Любовь Лебедина «Два клоуна и дама без собачки»
Труд 11.12.2001
Собираясь на очередную премьеру Камы Гинкаса, никогда не знаешь, чем он на этот раз будет удивлять зрителей, что им предложит новенького, от чего может перехватить дыхание и сильно забиться сердце. Он всегда непредсказуем, парадоксален. До сих пор критики не знают, к какой категории режиссеров его отнести: то ли к модерну, поскольку он любит экспериментировать с художественной формой, то ли как верного ученика Георгия Товстоногова к истовым последователям психологического искусства. По-моему, это напрасный труд, так как Гинкас не умещается ни в одну из заготовленных схем.
Казалось: ну разве можно сейчас ставить спектакль по рассказу, в котором даже диалогов как таковых нет. У Чехова опять же природа так воздействует на состояние персонажей, что без нее на сцене теряется весь аромат поэзии. А как ее можно воссоздать на подмостках театра с его техникой, не идущей ни в какое сравнение с колоссальными возможностями кино? Оказывается, можно, если за дело берутся два театральных аса — режиссер Кама Гинкас и художник Сергей Бархин, опирающиеся на мастерство артистов, способных воссоздать трепетную чеховскую атмосферу.
Второй раз после «Черного монаха» они избрали местом действия балкон зрительного зала. Только теперь в темной глубине пустого пространства предполагается не овраг, а море. Зрители, сидящие в двух шагах от деревянного помоста, не видят его, но зато слышат шум прибоя, крики чаек. Поэтому, когда оттуда появляются головы пловцов, как бы выныривающих из морских глубин, то возникает полнейшая иллюзия веселого купания. С криками «Жизнь прекрасна!» трое молодцев и девица в одинаковых полосатых трико, похожие на клоунов, выскакивают на пирс и, растянувшись на песке, начинают вести светскую беседу, между прочим сообщая зрителям, что на набережной появилось новое лицо: дама с собачкой. Естественно, публика начинает с волнением ожидать ее появления, в том числе живого белого шпица. Но не тут-то было. Провокатор Гинкас продолжает дразнить зрителей, морочить им голову, уводить «не в ту степь». Клоунская эксцентрика с обливанием водой из тазиков, жонглированием шляпками, ботинками, носками длится долго. Причем рты у циркачей ни на минуту не закрываются. Они рассказывают о Гурове, его семье и детях, а также о взглядах банковского служащего на женщин, к которым всегда относился как к низшей расе, иногда позволяя себе увлекаться ими, но никогда не влюбляться.

#####

*УСЛОВИЯ ЗАДАНИЯ:*
1: Перепишите из рецензии отрывок между словами «Труд 11.12.2001» и «из заготовленных схем.», включая их самих.
2: Где, согласно рецензии, Гинкас и Бархин уже во второй раз после «Черного монаха» устроили место действия?
3: Продолжите рецензию о спектакле Гинкаса и напишите то, что могло бы идти сразу после её последнего предложения.
Данные здесь никакой роли не играют.

#####

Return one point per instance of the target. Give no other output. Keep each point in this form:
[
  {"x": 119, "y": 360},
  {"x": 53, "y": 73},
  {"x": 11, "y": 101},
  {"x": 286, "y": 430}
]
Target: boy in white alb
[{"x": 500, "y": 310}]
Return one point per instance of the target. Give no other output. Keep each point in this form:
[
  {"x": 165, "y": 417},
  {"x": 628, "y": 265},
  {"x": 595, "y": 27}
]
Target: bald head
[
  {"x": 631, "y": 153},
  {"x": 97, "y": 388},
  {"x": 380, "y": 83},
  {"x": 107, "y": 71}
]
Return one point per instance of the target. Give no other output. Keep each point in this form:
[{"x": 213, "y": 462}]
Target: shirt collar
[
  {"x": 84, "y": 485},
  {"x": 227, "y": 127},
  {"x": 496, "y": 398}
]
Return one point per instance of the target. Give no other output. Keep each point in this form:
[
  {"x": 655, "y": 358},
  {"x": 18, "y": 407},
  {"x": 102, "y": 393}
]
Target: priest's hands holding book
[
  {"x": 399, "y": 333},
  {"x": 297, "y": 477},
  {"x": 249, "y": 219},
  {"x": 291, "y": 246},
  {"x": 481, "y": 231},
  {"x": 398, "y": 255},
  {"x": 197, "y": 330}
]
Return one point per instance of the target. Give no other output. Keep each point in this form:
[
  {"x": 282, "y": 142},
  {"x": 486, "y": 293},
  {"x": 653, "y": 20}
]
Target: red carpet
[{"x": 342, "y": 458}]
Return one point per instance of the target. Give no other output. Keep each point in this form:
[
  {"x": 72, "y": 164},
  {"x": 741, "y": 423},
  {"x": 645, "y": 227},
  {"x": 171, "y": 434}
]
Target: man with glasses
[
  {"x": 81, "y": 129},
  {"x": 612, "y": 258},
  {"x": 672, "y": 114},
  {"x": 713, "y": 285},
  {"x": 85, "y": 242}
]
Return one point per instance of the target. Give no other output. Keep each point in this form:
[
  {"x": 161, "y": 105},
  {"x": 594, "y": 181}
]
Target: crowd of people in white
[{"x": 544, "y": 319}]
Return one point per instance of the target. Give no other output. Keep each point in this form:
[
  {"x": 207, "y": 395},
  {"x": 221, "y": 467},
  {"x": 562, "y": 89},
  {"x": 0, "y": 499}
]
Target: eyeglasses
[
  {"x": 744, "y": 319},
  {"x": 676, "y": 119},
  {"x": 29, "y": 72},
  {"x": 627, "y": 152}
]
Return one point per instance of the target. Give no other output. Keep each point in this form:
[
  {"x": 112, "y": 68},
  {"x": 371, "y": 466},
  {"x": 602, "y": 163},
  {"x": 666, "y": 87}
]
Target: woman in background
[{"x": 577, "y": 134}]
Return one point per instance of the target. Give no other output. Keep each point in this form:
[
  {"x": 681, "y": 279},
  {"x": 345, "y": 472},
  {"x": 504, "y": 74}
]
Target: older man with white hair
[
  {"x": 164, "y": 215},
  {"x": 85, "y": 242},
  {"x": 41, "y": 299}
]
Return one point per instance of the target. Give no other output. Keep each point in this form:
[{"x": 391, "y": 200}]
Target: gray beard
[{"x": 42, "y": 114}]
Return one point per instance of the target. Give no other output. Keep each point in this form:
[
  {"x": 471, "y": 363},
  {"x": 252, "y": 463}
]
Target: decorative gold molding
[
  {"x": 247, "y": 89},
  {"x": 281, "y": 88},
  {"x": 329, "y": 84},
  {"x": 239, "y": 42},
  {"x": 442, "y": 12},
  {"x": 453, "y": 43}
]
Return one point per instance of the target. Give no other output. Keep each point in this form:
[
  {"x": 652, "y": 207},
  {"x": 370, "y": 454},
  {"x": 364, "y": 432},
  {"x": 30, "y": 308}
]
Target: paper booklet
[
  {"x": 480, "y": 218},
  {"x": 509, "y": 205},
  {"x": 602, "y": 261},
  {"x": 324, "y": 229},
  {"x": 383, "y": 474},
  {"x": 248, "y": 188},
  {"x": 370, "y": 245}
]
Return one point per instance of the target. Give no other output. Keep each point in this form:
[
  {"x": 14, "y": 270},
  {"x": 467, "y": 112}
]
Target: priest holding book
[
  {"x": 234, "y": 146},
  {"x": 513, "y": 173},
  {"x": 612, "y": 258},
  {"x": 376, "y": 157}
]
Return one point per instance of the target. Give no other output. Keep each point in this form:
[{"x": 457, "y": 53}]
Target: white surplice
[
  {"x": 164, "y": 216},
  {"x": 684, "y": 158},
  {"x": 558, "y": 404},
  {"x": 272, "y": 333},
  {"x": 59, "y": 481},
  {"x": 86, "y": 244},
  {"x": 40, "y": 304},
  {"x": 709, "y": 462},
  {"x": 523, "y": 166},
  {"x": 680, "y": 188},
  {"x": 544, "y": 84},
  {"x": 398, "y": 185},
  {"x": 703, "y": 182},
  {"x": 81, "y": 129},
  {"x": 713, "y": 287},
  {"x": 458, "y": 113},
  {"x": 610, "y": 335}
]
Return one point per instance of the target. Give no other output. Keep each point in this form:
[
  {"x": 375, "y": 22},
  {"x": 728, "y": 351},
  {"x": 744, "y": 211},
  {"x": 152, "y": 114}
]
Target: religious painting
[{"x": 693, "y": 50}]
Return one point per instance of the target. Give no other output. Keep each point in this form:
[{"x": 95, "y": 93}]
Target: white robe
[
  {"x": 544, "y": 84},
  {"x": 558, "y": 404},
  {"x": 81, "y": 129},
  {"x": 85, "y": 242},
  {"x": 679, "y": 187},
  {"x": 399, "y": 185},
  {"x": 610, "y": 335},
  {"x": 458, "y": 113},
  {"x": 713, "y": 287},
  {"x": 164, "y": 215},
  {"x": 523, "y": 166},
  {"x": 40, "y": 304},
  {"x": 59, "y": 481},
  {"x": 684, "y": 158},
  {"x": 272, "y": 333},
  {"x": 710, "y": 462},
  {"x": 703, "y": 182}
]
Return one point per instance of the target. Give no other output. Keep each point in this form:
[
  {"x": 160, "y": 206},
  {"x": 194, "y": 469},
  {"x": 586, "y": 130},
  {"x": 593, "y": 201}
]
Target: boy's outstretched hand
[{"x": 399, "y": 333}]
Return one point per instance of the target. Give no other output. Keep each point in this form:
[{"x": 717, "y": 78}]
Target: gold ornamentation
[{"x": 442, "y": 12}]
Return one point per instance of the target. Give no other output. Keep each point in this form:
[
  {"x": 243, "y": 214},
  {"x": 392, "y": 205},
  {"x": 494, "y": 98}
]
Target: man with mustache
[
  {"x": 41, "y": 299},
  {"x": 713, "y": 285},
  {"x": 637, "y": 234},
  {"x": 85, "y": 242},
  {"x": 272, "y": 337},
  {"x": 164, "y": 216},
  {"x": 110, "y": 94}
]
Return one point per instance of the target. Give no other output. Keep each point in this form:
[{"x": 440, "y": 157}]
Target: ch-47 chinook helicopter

#####

*ОТВЕТЫ К ЗАДАНИЮ:*
1:
Труд 11.12.2001
Собираясь на очередную премьеру Камы Гинкаса, никогда не знаешь, чем он на этот раз будет удивлять зрителей, что им предложит новенького, от чего может перехватить дыхание и сильно забиться сердце. Он всегда непредсказуем, парадоксален. До сих пор критики не знают, к какой категории режиссеров его отнести: то ли к модерну, поскольку он любит экспериментировать с художественной формой, то ли как верного ученика Георгия Товстоногова к истовым последователям психологического искусства. По-моему, это напрасный труд, так как Гинкас не умещается ни в одну из заготовленных схем.

2: На балконе зрительного зала.

3:
Одним словом, праздник жизни на пляже бьет ключом до тех пор, пока один из клоунов с галстуком на голой шее и клоунесса в легкомысленной соломенной шляпке не оказываются под одним зонтиком. Тут-то все и начинается. Теперь они и только они будут изображать Гурова и Анну Сергеевну, переодевшихся в костюмы ХIХ века, а два других клоуна так и останутся клоунами, развлекая публику своими дурацкими шутками. Наверное, без них можно было бы обойтись, но, оказывается, если их убрать из спектакля, то вместе с ними уйдет и режиссерская ирония. Ведь недаром клоуны призывают мужчин, сидящих в зале, радоваться, если их жены изменяют им, а не отечеству.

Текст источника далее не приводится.